Stored data
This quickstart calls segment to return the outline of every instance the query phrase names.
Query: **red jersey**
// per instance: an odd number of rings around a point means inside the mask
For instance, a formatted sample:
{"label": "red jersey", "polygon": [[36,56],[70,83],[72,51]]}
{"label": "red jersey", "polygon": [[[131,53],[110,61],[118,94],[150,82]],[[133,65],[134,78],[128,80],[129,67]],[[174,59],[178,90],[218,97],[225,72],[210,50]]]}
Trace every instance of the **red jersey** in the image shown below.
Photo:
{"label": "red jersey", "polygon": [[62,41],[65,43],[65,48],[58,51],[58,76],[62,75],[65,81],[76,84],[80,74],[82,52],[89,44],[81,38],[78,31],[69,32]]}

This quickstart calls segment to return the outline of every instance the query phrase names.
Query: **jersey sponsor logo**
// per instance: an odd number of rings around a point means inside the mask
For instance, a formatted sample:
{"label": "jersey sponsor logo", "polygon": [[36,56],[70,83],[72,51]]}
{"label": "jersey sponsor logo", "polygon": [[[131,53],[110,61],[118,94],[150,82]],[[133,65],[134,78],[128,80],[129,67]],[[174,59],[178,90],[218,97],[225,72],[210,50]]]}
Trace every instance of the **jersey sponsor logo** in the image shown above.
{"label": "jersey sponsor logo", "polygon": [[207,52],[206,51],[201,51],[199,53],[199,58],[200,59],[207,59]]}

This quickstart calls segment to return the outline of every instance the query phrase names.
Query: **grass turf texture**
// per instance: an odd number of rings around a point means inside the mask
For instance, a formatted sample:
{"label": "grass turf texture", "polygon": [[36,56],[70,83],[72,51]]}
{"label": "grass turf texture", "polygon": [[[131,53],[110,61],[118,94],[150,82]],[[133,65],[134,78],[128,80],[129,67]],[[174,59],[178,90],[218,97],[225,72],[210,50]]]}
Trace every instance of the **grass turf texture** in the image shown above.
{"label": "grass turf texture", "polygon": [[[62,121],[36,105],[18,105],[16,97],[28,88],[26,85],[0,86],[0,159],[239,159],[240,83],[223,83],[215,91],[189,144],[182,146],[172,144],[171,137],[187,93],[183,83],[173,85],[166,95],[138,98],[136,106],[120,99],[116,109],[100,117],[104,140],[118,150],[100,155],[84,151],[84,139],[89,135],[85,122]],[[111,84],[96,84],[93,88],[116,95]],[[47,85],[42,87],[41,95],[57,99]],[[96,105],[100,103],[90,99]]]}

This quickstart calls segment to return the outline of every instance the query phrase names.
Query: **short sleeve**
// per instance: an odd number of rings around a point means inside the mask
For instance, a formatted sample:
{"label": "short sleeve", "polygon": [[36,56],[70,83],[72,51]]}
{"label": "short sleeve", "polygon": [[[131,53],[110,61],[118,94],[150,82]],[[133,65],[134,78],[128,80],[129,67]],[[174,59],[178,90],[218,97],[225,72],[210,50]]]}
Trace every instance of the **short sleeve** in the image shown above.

WHAT THE EXERCISE ASKS: Without leaving anything out, repeat every entry shown above.

TASK RESPONSE:
This quickstart calls segment to return the outline of every instance the query phrase names.
Query: **red jersey**
// per instance: an odd number of rings around a point means inside the mask
For instance, a formatted sample:
{"label": "red jersey", "polygon": [[36,56],[70,83],[72,51]]}
{"label": "red jersey", "polygon": [[[131,53],[110,61],[118,94],[150,82]],[[133,65],[134,78],[128,80],[129,67]],[[174,59],[178,90],[218,97],[225,72],[210,50]]]}
Trace every instance of the **red jersey** in the image shown below.
Photo:
{"label": "red jersey", "polygon": [[62,41],[65,43],[65,48],[58,51],[58,76],[62,75],[65,81],[76,84],[80,74],[82,52],[89,44],[81,38],[78,31],[69,32]]}

This quickstart calls segment to return the outline of every instance the query phrase names.
Query: **jersey sponsor logo**
// per instance: an odd number of rings around a point means inside the mask
For instance, a formatted sample:
{"label": "jersey sponsor logo", "polygon": [[36,56],[70,83],[72,51]]}
{"label": "jersey sponsor logo", "polygon": [[[131,53],[110,61],[118,94],[150,82]],[[133,65],[134,78],[128,80],[129,67]],[[174,59],[178,90],[218,97],[225,72],[210,50]]]}
Trace every instance of the **jersey sponsor logo** in the image shown above.
{"label": "jersey sponsor logo", "polygon": [[207,52],[206,51],[201,51],[199,53],[199,58],[200,59],[207,59]]}

This quickstart calls segment to return the outline of every instance the query phrase names.
Query: **grass turf texture**
// per instance: an odd number of rings around a point means inside the mask
For instance, a formatted sample:
{"label": "grass turf texture", "polygon": [[36,56],[70,83],[72,51]]}
{"label": "grass turf texture", "polygon": [[[131,53],[110,61],[118,94],[150,82]],[[133,65],[134,78],[128,80],[129,67]],[[174,59],[178,90],[218,97],[225,72],[210,50]]]}
Trace every instance of the **grass turf texture** in the image shown above.
{"label": "grass turf texture", "polygon": [[[62,121],[36,105],[18,105],[16,97],[28,88],[26,85],[0,86],[0,159],[239,159],[240,83],[223,83],[215,91],[189,144],[182,146],[172,144],[171,137],[187,93],[183,83],[173,85],[166,95],[138,98],[136,106],[120,99],[116,109],[100,117],[104,140],[118,150],[100,155],[84,151],[84,139],[89,135],[85,122]],[[111,84],[96,84],[93,88],[116,95]],[[47,85],[42,87],[41,95],[57,99]],[[96,105],[100,103],[90,99]]]}

This quickstart calls segment to return the outline of every instance the query phrase names.
Query: **short sleeve**
// per instance: an odd number of rings around a point means inside the mask
For instance, a formatted sample:
{"label": "short sleeve", "polygon": [[36,56],[70,83],[72,51]]}
{"label": "short sleeve", "polygon": [[[131,53],[110,61],[118,94],[150,82]],[[133,65],[134,78],[128,80],[129,67]],[[174,59],[178,90],[218,97],[225,72],[210,50]]]}
Trace every instance of the **short sleeve** in the image shown above.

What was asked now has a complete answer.